Exercise description:
Restate word for word the lines of the records below, starting at the line that contains "Target: lentil soup" and ending at the line that contains "Target: flower petal", with both of those lines included and nothing else.
Given entries section start
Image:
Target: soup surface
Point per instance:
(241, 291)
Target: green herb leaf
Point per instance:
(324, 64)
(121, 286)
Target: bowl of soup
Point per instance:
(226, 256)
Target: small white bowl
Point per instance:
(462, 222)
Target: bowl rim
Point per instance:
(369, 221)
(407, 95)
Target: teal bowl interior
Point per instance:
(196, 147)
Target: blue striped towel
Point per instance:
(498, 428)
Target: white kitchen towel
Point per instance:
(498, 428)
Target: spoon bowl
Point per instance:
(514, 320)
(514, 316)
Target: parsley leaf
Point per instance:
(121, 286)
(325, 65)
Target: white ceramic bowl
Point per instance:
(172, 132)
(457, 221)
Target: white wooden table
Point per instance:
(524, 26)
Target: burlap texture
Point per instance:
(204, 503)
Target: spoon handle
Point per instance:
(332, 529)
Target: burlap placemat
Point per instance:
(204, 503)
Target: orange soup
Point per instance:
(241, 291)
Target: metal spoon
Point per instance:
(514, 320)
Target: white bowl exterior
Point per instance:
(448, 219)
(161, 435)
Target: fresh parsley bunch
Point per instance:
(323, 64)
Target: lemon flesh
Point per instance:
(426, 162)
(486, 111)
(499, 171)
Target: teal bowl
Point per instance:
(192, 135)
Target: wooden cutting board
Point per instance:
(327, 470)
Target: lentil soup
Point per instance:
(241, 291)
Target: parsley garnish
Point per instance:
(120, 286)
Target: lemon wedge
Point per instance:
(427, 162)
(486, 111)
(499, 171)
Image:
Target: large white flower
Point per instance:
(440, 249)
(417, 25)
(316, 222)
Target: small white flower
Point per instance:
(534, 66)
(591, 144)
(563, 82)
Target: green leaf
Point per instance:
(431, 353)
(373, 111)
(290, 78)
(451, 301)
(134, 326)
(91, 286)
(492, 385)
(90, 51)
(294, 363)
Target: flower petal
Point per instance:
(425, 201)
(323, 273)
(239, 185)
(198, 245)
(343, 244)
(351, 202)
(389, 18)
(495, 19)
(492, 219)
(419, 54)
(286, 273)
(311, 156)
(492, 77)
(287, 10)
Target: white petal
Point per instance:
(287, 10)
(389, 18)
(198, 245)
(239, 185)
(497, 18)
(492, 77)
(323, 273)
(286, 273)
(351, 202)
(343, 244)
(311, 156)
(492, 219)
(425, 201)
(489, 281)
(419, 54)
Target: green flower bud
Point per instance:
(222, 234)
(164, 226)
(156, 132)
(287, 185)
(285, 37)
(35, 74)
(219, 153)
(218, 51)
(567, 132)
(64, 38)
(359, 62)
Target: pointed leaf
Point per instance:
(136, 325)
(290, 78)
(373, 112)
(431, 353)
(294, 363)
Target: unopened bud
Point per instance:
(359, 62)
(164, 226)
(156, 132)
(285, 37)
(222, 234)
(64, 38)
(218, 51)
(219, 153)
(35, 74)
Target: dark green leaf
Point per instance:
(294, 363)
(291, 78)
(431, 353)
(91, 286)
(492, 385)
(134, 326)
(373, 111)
Given entries section end
Answer section:
Target: lentil soup
Point per instance:
(241, 291)
Target: parsley garnish
Point per instance:
(120, 286)
Target: lemon wedge
Point per instance:
(427, 162)
(486, 111)
(499, 171)
Image:
Target: large white flower
Point per instance:
(440, 249)
(417, 25)
(316, 222)
Target: small white flower
Point per instance:
(534, 66)
(591, 144)
(563, 82)
Target: green leaf
Point per instance:
(431, 353)
(373, 111)
(290, 78)
(451, 301)
(134, 326)
(91, 286)
(492, 385)
(90, 51)
(294, 363)
Target: flower petal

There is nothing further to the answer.